* **DOCUMENTO**
··········

"Il dottor Zivago" di Boris Pasternak, un romanzo nato fra le polemiche.
E' ritenuto un capolavoro esemplare di romanzo storico e sociale. Un romanzo dal carattere esplicitamente razionale che suscitò violente polemiche e atti intimidatori quando fu pubblicato, il 23 novembre del 1957. A distanza di cinquant'anni, il romanzo Il dottor Zivago di Boris Pasternak (nella foto) viene celebrato in tutta Europa non senza ricordare la persecuzione intellettuale e morale che l'autore ha dovuto subire dal regime comunista e dai servizi del Kgb che lo costrinsero alla povertà e all'isolamento.
Il romanzo è lunghissimo, quasi settecento pagine in cui è raccontata la storia – per certi versi autobiografica – di Zivago, per un periodo compreso tra il 1905 e il 1930. La narrazione copre quindi i trent'anni cruciali della Russia. Anni in cui ciò che succede al dottor Zivago succede a milioni di Russi a causa della fallita rivoluzione del 1905, a causa della Prima guerra mondiale, a causa della Rivoluzione d'Ottobre, della guerra civile, della carestia, della Nep e, infine, della dittatura comunista consolidata.
Non è stato facile pubblicarlo. In Russia il romanzo non potette circolare neanche in bozzetti. L'Italia si guardava attorno con circospezione. Molti intellettuali non volevano – o non poterono – diffondere il romanzo perché coscienti che si trattava di una spietata denuncia, senza equivoci, di quel regime sovietico perpetrato ai danni dei cittadini russi. Il clima politico italiano non era favorevole alla pubblicazione: ciò significava rompere con il Partito Comunista Italiano. E per questo che la pubblicazione fu rifiutata da Giulio Einaudi o, come disse Vittorio Strada, il più grande teorico della letteratura russa, fu una pubblicazione mancata per insufficiente tempestività e per deficit organizzativo. Gli intellettuali che ruotavano intorno alla casa editrice fecero di tutto per far sì che la pubblicazione non avvenisse, almeno non subito. Intervennero personalmente Palmiro Togliatti, Rossana Rossanda e Pietro Ingrao. Anche Italo Calvino, consulente editoriale per Einaudi, cercò di ritardarne la pubblicazione.
Ma il romanzo vide la luce lo stesso. In Italia prima che in Urss. Fu pubblicato in prima mondiale da Giangiacomo Feltrinelli, giocando sull'inerzia e l'indecisione della Einaudi. Il manoscritto gli era stato recapitato a Berlino da un giornalista italiano che lavorava a Radio Mosca. Trentuno edizioni in un anno, fu la fortuna della casa editrice anche se si consumò la rottura tra la Feltrinelli e il Pci.

··········

* **RIGHE DI DATI**
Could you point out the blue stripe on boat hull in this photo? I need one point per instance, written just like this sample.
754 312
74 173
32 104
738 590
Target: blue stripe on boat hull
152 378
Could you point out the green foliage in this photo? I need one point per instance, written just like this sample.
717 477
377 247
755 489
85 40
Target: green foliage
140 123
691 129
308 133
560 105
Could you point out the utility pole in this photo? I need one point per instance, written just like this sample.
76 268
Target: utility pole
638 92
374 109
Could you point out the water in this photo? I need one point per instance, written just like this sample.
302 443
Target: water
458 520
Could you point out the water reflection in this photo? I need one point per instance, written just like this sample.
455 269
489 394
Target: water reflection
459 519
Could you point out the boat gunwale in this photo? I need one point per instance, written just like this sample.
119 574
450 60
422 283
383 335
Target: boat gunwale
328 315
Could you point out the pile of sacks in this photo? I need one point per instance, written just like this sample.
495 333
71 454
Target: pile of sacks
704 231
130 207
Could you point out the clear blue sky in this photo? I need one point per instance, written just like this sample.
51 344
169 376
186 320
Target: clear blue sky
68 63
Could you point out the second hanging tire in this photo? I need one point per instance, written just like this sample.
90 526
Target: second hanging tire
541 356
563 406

··········

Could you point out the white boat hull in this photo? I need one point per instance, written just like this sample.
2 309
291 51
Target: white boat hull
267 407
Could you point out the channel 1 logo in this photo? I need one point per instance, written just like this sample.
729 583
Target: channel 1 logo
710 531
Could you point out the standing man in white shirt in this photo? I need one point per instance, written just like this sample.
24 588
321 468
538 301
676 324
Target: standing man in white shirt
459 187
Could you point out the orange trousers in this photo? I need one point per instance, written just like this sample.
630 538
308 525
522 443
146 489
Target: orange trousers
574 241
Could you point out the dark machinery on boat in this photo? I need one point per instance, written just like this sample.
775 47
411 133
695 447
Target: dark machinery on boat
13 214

··········

* **COSA FARAI**
1. Ricopia dall'articolo su Il dottor Zivago il passo che si apre con le parole "Il romanzo è" e si chiude con "dittatura comunista consolidata.".
2. Elenca tutti gli avvenimenti che l'articolo su Il dottor Zivago indica come cause di ciò che succede a milioni di Russi.
Le righe di dati provengono da una fonte diversa dall'articolo.

* **SOLUZIONI SVOLTE**
1.
Il romanzo è lunghissimo, quasi settecento pagine in cui è raccontata la storia – per certi versi autobiografica – di Zivago, per un periodo compreso tra il 1905 e il 1930. La narrazione copre quindi i trent'anni cruciali della Russia. Anni in cui ciò che succede al dottor Zivago succede a milioni di Russi a causa della fallita rivoluzione del 1905, a causa della Prima guerra mondiale, a causa della Rivoluzione d'Ottobre, della guerra civile, della carestia, della Nep e, infine, della dittatura comunista consolidata.

2.
- la fallita rivoluzione del 1905
- la Prima guerra mondiale
- la Rivoluzione d'Ottobre
- la guerra civile
- la carestia
- la Nep
- la dittatura comunista consolidata